Could you rewrite the items, starting at the beginning and ending with the line that contains "negative clicks: (576, 23)", so that "positive clicks" becomes "foreground clicks" and nothing else changes? Give only those lines.
[Data listing — start]
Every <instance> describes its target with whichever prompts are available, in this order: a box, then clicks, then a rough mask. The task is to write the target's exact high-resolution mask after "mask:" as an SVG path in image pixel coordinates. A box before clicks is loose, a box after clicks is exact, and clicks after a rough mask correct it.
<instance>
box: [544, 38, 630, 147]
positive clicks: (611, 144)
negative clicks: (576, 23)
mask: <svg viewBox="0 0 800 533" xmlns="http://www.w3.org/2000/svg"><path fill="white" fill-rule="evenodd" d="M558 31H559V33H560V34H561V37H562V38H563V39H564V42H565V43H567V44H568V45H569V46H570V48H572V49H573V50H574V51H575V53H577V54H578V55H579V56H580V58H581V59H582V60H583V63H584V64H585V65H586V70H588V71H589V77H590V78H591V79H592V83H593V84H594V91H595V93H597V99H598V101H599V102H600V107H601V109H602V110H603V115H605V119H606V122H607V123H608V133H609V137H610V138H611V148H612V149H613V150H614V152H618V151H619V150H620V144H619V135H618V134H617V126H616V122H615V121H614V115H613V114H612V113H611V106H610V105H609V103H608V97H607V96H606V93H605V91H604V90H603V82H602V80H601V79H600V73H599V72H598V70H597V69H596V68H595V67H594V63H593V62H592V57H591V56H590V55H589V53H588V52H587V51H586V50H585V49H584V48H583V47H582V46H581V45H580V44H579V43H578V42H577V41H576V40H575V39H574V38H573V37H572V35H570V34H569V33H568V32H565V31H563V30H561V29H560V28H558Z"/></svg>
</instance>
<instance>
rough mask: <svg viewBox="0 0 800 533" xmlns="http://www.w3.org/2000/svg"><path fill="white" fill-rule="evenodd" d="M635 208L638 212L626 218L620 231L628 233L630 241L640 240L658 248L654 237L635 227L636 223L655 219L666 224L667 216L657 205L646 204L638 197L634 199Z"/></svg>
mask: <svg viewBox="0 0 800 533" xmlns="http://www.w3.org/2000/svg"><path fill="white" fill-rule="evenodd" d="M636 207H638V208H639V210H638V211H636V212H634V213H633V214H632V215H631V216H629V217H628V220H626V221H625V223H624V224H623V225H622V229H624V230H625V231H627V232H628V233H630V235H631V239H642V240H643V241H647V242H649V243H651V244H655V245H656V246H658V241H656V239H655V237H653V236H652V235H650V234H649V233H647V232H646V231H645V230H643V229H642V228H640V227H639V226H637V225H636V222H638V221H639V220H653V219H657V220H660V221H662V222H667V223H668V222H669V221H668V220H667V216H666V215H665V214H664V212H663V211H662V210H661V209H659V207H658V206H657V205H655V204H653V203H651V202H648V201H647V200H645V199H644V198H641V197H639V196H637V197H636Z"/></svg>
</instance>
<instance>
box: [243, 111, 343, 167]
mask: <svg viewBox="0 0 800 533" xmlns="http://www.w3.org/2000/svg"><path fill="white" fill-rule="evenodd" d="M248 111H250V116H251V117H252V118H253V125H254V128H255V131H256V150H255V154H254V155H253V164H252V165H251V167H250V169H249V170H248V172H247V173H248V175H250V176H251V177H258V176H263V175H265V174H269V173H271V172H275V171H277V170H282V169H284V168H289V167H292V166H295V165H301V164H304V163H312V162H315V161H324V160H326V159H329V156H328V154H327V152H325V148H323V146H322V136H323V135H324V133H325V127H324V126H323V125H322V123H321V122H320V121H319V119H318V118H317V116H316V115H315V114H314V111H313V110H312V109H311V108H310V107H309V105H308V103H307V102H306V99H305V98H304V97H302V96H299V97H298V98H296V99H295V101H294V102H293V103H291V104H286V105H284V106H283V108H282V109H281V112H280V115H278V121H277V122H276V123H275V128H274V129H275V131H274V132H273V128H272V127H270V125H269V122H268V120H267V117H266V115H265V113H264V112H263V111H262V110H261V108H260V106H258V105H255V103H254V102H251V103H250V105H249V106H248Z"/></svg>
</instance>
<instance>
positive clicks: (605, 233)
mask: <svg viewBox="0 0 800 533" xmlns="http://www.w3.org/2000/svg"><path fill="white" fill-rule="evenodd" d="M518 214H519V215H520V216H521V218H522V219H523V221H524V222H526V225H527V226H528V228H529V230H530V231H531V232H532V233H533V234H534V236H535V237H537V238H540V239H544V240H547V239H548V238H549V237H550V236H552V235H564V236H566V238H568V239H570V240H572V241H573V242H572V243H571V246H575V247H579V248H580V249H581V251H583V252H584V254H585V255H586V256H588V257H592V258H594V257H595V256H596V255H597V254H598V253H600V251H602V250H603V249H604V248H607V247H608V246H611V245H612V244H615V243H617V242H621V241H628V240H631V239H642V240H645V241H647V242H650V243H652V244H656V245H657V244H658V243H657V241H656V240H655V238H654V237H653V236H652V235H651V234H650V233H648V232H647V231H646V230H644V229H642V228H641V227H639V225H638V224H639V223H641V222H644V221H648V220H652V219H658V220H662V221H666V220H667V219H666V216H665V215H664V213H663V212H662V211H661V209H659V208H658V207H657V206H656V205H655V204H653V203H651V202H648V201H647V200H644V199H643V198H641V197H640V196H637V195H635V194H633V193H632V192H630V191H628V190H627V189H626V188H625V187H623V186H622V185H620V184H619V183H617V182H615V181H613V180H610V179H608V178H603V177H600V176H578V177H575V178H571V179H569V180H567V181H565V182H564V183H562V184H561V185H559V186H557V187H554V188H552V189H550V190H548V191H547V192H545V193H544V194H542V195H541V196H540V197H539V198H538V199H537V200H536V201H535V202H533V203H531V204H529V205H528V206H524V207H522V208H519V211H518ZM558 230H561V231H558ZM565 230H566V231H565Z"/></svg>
[Data listing — finish]
**Exercise response:**
Every <instance> describes its target with whichever prompts are available, in this order: a box, then clicks, then a rough mask. The task is to write the target's exact high-resolution mask after "mask:" as an SVG path in image pixel coordinates. A box before clicks is loose, a box after clicks is exact, and clicks after a rough mask correct it.
<instance>
box: [544, 38, 630, 147]
foreground clicks: (611, 144)
negative clicks: (576, 23)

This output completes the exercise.